Boosting Inline Packet Processing Using DPDK and GPUdev with GPUs

Originally published at: https://developer.nvidia.com/blog/optimizing-inline-packet-processing-using-dpdk-and-gpudev-with-gpus/

Inline processing of network packets using GPUs is a packet analysis technique useful to a number of different applications.

This was a really interesting article. Looking at the DPDK links I noticed the only supported cards the driver supports are V100/A100 Tesla class GPU’s. Would there be any intention to change this in the future to lower spec Quadro cards? Also is this technique specific to infiniband or can it be used for vanilla Ethernet too?

I recently extended the support for more GPUs dpdk/devices.h at main · DPDK/dpdk · GitHub if your Tesla or Quadro GPU is not there please let me know and I will add it.
You can use whatever card supports GPUDirect RDMA to receive packets in GPU memory but so far this solution has been tested with ConnectX cards only.

Material shown:
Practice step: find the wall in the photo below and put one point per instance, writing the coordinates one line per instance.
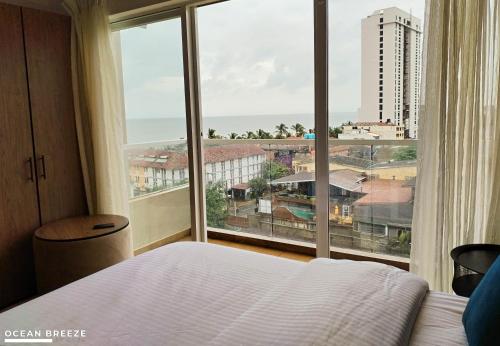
(159, 215)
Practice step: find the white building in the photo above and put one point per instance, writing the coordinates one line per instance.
(229, 164)
(390, 68)
(372, 130)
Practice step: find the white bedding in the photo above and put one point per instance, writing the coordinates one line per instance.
(195, 294)
(440, 321)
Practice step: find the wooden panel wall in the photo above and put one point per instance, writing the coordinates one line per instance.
(48, 54)
(18, 203)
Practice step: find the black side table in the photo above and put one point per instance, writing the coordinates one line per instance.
(471, 262)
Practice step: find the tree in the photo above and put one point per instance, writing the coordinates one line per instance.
(250, 135)
(334, 132)
(261, 134)
(275, 170)
(216, 205)
(257, 187)
(405, 153)
(281, 131)
(211, 134)
(299, 129)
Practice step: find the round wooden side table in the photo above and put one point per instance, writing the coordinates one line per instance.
(470, 263)
(70, 249)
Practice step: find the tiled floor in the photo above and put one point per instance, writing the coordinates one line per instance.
(273, 252)
(264, 250)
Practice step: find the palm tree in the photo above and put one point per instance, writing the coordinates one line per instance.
(263, 134)
(251, 135)
(211, 134)
(334, 132)
(299, 129)
(281, 131)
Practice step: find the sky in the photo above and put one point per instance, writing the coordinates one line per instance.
(256, 57)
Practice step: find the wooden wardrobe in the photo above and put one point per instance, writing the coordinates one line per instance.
(40, 171)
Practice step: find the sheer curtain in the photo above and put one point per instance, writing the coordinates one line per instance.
(99, 107)
(458, 184)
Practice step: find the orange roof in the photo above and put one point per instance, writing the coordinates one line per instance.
(169, 160)
(371, 123)
(384, 191)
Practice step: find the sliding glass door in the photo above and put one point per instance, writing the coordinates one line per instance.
(375, 70)
(151, 61)
(257, 88)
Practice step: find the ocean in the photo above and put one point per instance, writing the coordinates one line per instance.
(161, 129)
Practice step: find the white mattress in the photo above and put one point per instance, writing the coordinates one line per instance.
(193, 294)
(440, 321)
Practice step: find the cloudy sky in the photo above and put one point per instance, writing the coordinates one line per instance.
(256, 57)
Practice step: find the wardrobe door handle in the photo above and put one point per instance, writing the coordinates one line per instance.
(30, 164)
(44, 173)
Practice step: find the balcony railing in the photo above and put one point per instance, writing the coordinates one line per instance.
(267, 188)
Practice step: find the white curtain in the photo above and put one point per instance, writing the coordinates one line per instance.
(99, 107)
(458, 183)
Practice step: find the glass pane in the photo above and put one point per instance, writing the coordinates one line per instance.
(257, 73)
(156, 153)
(375, 70)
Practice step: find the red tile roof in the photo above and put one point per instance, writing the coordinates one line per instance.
(371, 123)
(384, 191)
(169, 160)
(222, 153)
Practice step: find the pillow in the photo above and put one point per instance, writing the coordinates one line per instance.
(481, 317)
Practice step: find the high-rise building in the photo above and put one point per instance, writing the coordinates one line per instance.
(391, 49)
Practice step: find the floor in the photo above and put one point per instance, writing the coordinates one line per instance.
(272, 252)
(264, 250)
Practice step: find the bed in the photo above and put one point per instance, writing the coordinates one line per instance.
(205, 294)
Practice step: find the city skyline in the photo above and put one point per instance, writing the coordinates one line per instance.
(265, 65)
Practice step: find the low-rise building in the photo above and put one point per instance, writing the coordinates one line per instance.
(156, 169)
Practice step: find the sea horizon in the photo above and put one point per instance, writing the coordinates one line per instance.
(153, 129)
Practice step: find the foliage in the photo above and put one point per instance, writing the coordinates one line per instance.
(334, 132)
(275, 170)
(216, 205)
(405, 153)
(257, 187)
(211, 134)
(261, 134)
(282, 131)
(250, 135)
(299, 129)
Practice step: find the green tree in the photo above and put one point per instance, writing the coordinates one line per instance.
(275, 170)
(299, 129)
(261, 134)
(405, 153)
(334, 131)
(257, 187)
(281, 131)
(211, 134)
(250, 135)
(216, 205)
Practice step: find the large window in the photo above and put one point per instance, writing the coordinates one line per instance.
(156, 150)
(257, 83)
(375, 67)
(254, 63)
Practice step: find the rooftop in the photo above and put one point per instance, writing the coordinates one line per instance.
(384, 191)
(170, 160)
(345, 178)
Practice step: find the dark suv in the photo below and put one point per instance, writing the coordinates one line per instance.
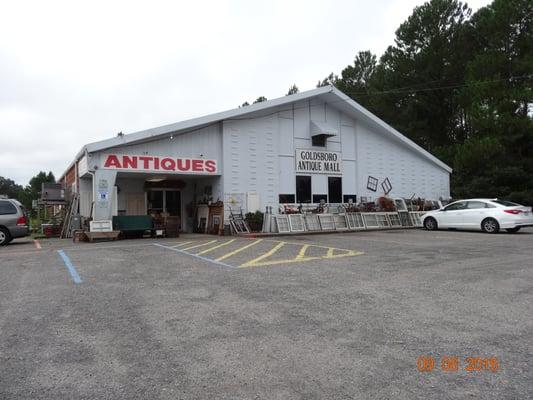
(13, 221)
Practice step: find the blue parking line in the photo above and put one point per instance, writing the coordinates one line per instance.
(218, 263)
(75, 277)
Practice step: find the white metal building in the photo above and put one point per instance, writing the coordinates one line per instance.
(301, 148)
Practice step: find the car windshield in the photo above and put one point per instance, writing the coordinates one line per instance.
(505, 203)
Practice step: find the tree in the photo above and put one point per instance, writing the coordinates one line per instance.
(355, 79)
(293, 90)
(499, 95)
(9, 188)
(415, 80)
(331, 79)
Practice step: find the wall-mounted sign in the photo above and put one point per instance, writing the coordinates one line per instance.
(161, 164)
(318, 162)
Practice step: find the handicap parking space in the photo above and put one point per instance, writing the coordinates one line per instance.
(257, 252)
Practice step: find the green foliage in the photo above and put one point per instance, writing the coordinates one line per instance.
(25, 194)
(293, 90)
(461, 86)
(10, 188)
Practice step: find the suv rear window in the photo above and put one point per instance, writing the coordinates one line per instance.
(7, 208)
(505, 203)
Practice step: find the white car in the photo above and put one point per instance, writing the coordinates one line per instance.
(488, 215)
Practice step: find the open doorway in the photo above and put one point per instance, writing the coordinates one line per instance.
(167, 201)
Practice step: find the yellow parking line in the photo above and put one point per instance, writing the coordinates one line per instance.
(200, 245)
(301, 254)
(350, 253)
(182, 244)
(238, 250)
(262, 257)
(216, 247)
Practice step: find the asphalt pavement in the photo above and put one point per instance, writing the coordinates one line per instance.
(398, 314)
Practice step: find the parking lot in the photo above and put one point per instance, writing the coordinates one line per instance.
(336, 316)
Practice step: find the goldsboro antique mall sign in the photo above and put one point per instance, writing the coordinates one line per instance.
(318, 162)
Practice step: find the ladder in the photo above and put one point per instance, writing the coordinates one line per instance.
(238, 223)
(66, 230)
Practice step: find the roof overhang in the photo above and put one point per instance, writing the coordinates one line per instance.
(328, 94)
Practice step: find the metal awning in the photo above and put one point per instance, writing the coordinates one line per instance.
(322, 129)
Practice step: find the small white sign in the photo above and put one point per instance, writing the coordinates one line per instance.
(318, 162)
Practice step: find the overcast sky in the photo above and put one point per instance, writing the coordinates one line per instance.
(76, 72)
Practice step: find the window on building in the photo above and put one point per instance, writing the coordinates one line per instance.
(303, 189)
(318, 197)
(319, 140)
(346, 198)
(286, 198)
(335, 189)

Stated exercise:
Reproduce word for word the part of the DPDK and GPUdev thread between "Boosting Inline Packet" and "will add it.", inclusive. The records come from a different source than the DPDK and GPUdev thread.

Expected answer:
Boosting Inline Packet Processing Using DPDK and GPUdev with GPUs

Originally published at: https://developer.nvidia.com/blog/optimizing-inline-packet-processing-using-dpdk-and-gpudev-with-gpus/

Inline processing of network packets using GPUs is a packet analysis technique useful to a number of different applications.

This was a really interesting article. Looking at the DPDK links I noticed the only supported cards the driver supports are V100/A100 Tesla class GPU’s. Would there be any intention to change this in the future to lower spec Quadro cards? Also is this technique specific to infiniband or can it be used for vanilla Ethernet too?

I recently extended the support for more GPUs dpdk/devices.h at main · DPDK/dpdk · GitHub if your Tesla or Quadro GPU is not there please let me know and I will add it.